Go to the line below containing "Target: small building with dark roof" and print exactly from there through the line containing "written as (312,162).", both included. Print nothing else.

[Start of section]

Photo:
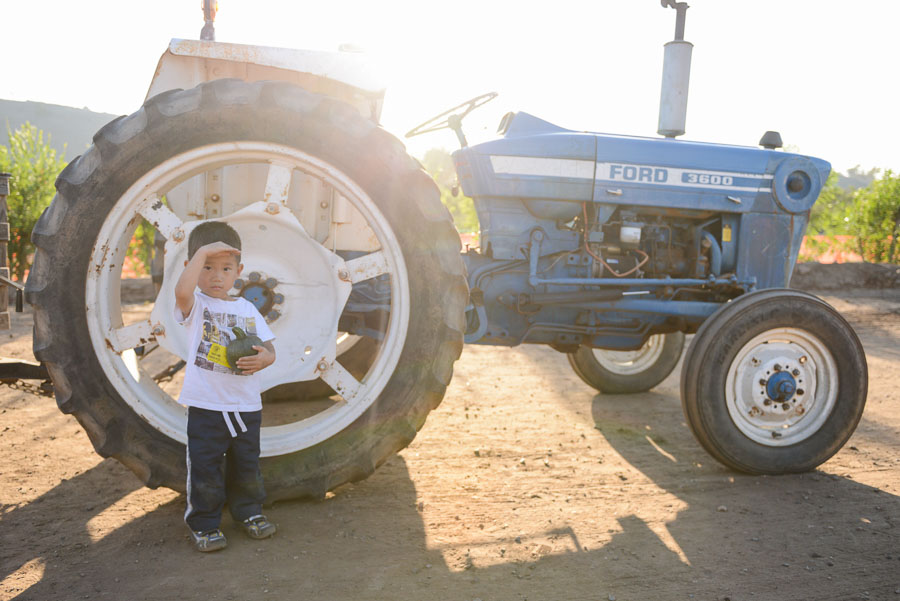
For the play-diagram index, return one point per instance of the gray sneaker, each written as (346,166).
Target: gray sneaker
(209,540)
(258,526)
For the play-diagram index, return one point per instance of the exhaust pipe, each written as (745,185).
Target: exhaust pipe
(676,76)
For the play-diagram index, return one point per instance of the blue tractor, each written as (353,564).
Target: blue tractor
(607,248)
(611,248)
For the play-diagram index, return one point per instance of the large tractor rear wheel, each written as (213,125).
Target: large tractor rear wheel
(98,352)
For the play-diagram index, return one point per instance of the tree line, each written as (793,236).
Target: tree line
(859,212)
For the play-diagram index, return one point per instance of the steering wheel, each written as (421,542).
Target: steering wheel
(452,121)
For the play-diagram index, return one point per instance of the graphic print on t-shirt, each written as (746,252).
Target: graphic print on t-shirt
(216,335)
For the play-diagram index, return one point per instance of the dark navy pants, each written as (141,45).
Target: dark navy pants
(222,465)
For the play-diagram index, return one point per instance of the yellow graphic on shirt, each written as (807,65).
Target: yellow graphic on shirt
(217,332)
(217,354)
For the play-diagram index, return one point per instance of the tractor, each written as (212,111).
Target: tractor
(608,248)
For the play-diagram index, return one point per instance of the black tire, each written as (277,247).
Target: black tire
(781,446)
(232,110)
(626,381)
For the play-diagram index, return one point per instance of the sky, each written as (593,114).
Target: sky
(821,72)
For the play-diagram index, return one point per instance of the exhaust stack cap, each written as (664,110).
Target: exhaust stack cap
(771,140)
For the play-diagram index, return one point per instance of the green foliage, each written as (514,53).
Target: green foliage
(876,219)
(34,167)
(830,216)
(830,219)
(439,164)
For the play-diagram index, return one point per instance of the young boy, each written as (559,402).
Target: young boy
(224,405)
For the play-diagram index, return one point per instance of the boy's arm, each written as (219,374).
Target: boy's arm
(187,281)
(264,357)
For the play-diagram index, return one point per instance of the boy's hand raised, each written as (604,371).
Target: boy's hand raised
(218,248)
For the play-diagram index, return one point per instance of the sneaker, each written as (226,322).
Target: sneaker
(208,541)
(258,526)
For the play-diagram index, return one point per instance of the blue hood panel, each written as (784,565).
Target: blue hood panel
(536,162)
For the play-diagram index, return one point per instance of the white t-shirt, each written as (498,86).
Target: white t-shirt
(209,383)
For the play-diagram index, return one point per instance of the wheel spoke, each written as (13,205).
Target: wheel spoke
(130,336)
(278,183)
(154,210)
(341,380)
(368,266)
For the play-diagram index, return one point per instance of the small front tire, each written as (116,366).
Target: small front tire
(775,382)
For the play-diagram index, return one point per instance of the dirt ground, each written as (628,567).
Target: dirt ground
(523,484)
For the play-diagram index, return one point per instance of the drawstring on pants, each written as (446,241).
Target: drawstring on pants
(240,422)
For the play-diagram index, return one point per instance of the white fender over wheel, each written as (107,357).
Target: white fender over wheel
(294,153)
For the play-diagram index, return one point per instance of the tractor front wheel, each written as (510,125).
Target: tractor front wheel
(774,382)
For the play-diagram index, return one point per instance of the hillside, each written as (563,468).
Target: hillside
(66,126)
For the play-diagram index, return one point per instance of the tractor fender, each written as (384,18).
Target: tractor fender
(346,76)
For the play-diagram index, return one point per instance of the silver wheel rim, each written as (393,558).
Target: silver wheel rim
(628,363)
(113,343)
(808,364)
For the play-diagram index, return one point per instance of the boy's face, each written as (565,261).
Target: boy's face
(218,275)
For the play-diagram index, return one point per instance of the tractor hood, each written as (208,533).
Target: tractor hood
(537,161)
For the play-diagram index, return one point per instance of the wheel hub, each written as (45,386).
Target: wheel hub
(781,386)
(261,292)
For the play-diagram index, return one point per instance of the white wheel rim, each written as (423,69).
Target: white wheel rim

[End of section]
[Start of section]

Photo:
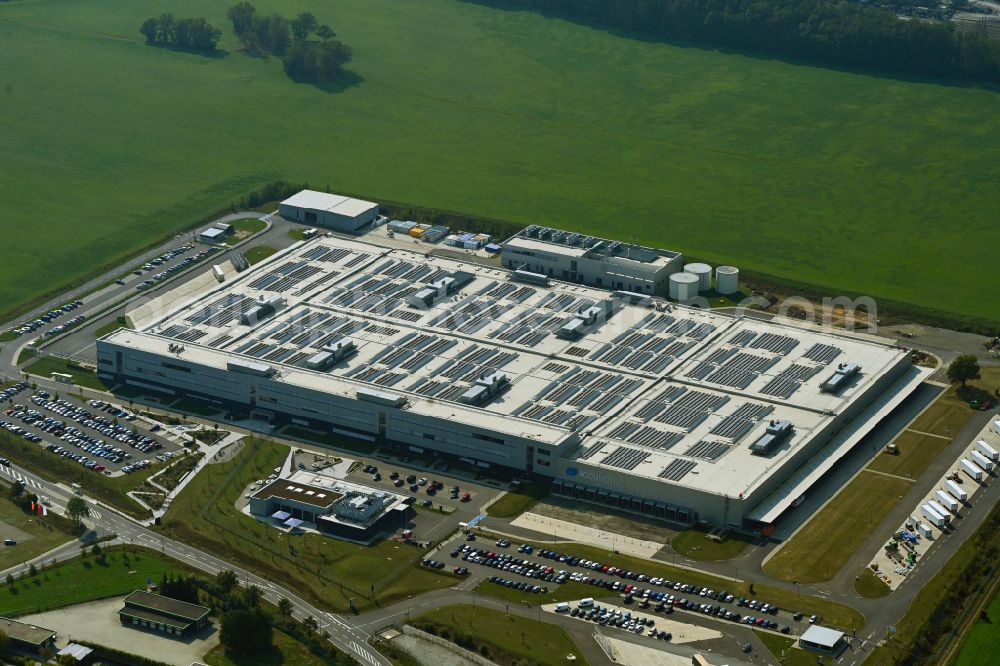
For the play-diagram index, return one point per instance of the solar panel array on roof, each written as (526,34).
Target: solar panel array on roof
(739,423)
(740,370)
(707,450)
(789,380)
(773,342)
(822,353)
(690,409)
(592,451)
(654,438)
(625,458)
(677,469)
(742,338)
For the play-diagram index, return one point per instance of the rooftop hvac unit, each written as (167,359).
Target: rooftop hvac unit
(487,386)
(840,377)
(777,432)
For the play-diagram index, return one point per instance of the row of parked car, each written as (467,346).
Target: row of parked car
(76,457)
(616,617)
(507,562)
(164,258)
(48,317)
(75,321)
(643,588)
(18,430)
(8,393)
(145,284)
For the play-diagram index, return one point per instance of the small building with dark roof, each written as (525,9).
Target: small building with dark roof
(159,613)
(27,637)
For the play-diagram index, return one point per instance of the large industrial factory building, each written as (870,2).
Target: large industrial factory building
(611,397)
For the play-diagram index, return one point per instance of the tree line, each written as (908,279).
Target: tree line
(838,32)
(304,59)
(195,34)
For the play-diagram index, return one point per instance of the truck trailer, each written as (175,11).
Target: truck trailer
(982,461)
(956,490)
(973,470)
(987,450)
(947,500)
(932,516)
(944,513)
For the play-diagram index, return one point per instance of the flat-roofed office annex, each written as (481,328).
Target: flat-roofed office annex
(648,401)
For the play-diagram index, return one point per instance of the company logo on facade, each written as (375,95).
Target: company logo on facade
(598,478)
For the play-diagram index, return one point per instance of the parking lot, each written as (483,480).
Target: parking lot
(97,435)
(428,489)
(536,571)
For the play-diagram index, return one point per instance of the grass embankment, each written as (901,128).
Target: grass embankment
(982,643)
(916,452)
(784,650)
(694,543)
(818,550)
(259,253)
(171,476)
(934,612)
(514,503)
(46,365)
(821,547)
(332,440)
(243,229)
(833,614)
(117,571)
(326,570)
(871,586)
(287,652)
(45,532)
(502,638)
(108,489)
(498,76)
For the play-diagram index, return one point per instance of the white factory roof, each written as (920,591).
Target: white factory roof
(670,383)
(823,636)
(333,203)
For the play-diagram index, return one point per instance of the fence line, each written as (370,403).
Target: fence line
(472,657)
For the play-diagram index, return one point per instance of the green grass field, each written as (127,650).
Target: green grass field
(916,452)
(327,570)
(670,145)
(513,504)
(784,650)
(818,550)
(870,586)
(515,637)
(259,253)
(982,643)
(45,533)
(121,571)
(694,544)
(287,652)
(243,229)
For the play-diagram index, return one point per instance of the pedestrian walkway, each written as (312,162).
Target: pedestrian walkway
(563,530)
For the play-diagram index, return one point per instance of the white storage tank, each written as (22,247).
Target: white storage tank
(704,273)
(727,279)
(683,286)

[End of section]

Solution
Target: small building with dark roof
(159,613)
(27,637)
For the play-diagram index, return one point per instance of the large industrial factory building, each written as (870,2).
Target: large industrial factory building
(611,397)
For the play-diagram index, return one point per instance of the tree line, each written as (908,279).
Target: tree line
(838,32)
(304,59)
(195,34)
For the play-diagram index, return one point per instance of the truck trailer, each written as (175,11).
Target: truck trailer
(982,461)
(956,490)
(973,470)
(987,450)
(947,500)
(932,516)
(944,513)
For the play-diagram index, return one point per instance of the flat-roofed office annex, each written as (481,328).
Target: flat-roofed office annex
(648,401)
For the play-diagram index, return one point per instance of the company logo on facade, each written as (375,95).
Target: company logo on facade
(598,478)
For the play-diagram index, return one point per instance of the parking lot, each written as (483,480).
Target: parking lot
(97,435)
(428,489)
(536,571)
For the play-diagram index, return one point per instance of the grass embankment, each written as (901,128).
Target: grass embankment
(982,643)
(916,452)
(784,650)
(694,543)
(818,550)
(259,253)
(171,476)
(934,612)
(514,503)
(46,365)
(821,547)
(332,440)
(243,229)
(833,614)
(117,571)
(326,570)
(871,586)
(287,652)
(45,532)
(502,638)
(108,489)
(498,76)
For the play-diagram index, return one point per instance of the white factory roof, each written as (920,591).
Target: white factory roof
(670,383)
(823,636)
(333,203)
For the play-diagram index, return one point per instance of the fence line, each written as (370,403).
Target: fence line
(472,657)
For the play-diagram index, return one point per instance of the green grass field, each written as (127,650).
Target: green grass field
(916,452)
(327,570)
(670,145)
(513,504)
(784,650)
(818,550)
(870,586)
(515,637)
(259,253)
(982,643)
(45,533)
(121,571)
(694,544)
(287,652)
(243,229)
For the play-diagram index, return one point per instance of the pedestrian walkway, each written as (312,162).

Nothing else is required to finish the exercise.